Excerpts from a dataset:

::::::::::

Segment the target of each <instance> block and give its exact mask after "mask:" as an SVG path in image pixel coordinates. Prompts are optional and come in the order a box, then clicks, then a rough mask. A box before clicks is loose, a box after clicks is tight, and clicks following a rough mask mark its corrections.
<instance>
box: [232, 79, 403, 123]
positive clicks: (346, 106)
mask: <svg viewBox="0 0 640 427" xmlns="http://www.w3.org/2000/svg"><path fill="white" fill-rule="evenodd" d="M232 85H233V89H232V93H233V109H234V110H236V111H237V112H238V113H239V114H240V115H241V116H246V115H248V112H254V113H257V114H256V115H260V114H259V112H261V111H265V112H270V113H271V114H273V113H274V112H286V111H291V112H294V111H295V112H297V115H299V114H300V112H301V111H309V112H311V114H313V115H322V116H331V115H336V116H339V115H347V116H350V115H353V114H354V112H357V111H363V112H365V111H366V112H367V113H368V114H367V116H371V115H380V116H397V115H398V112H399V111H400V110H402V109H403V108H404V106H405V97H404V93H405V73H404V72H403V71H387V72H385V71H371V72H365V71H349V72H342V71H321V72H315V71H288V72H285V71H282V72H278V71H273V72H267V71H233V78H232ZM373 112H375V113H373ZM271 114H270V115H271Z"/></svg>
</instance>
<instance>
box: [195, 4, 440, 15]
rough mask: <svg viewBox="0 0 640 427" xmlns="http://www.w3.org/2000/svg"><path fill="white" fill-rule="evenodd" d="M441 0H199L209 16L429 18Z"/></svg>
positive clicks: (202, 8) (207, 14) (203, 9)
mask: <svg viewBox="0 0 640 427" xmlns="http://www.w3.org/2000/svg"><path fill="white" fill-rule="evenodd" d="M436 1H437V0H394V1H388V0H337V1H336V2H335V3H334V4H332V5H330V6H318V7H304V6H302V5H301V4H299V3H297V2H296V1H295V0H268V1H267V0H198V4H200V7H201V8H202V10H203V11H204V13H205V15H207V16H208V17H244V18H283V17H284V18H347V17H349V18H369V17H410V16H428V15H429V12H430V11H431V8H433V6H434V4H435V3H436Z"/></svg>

::::::::::

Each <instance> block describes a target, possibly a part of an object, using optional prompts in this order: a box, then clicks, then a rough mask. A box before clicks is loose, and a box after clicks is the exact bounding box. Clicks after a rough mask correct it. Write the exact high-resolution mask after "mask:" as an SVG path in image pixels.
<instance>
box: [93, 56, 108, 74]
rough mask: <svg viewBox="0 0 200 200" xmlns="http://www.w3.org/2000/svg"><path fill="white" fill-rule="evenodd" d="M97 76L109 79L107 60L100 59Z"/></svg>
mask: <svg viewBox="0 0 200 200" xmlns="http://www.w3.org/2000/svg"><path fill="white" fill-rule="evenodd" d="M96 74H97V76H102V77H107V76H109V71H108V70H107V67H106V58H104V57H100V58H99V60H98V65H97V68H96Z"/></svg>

::::::::::

● **Your task**: Take the lines above from the one containing "Segment the target" down to the one containing "box: [232, 79, 403, 123]", and transcribe them exactly, both ends included.

● **Response for this exercise**:
Segment the target of each <instance> block and give its exact mask after "mask:" as an SVG path in image pixel coordinates. Prompts are optional and come in the order a box, then clicks, then a rough mask. A box before clicks is loose, a box after clicks is tight, and clicks following a rough mask mark its corrections.
<instance>
box: [232, 79, 403, 123]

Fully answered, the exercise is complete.